What is needed:
Reproduce the items below, substituting "each instance on its own line" for every occurrence of "one instance per line" and leaving all other text unchanged.

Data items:
□ □ □ □ □
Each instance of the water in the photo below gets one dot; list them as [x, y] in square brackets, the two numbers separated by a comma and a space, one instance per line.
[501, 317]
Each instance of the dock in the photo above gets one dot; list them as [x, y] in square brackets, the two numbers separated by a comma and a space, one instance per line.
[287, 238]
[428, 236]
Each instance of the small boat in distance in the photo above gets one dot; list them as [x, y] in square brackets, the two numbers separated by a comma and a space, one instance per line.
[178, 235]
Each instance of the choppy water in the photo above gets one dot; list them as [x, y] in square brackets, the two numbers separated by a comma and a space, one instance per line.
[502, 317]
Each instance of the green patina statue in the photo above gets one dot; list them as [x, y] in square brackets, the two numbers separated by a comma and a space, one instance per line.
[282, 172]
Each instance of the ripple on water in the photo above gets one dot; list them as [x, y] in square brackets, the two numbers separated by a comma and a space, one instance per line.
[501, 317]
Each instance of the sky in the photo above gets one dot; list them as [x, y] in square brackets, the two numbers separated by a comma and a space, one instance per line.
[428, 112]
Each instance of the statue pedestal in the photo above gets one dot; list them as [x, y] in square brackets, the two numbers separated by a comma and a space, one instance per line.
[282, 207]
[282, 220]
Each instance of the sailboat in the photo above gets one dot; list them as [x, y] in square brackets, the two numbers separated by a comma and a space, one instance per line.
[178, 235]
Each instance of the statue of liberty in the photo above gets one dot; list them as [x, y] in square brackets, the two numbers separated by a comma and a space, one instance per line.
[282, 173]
□ □ □ □ □
Final result:
Each instance of the water in the photo below gets one dot; list them as [x, y] in square brackets, the two numbers separated by a comma and a space, each instance on its own line.
[501, 317]
Each instance of the dock in the photo above gets one dot; list them as [x, y] in square brackets, the two numbers separated by a comma and a space, each instance on its own line.
[287, 238]
[428, 236]
Each instance of the small boat in distance in the photo above gets one dot; list them as [x, y] in square brackets, the two numbers separated by a comma and a space, each instance on its own line.
[178, 235]
Each instance of the choppy water in the photo above gets one dot; list them as [x, y] in square brackets, the two numbers separated by a comma and a space, each instance on its own line.
[502, 317]
Each instance of the green patina statue in the photo above gets one dot; list them as [x, y] in square brackets, the two numbers separated by a comma and a space, each instance on its own line.
[282, 172]
Each instance of the ripple on water in the photo above gets one dot; list them as [x, y] in square brackets, the two numbers separated by a comma and a space, each instance on its own line.
[501, 317]
Each instance of the sky in the photo above gets one dot; list them as [x, y] in square brackets, the two numbers separated by a comma and a space, each instance on its own line.
[428, 112]
Each instance of the statue pedestal in the photo above gets one dot; list them as [x, y] in square brackets, the two numbers separated by a comma and a space, each instance on its own line.
[282, 207]
[282, 220]
Each instance of the sailboat in the photo above gets one dot; list them as [x, y] in square brackets, the two numbers separated by a comma and a space, each instance on its own line.
[178, 235]
Each instance of the statue of liberty in the photo above gets one dot; list them as [x, y] in square brackets, the two numbers separated by a comma and a space, each instance on its own line.
[282, 173]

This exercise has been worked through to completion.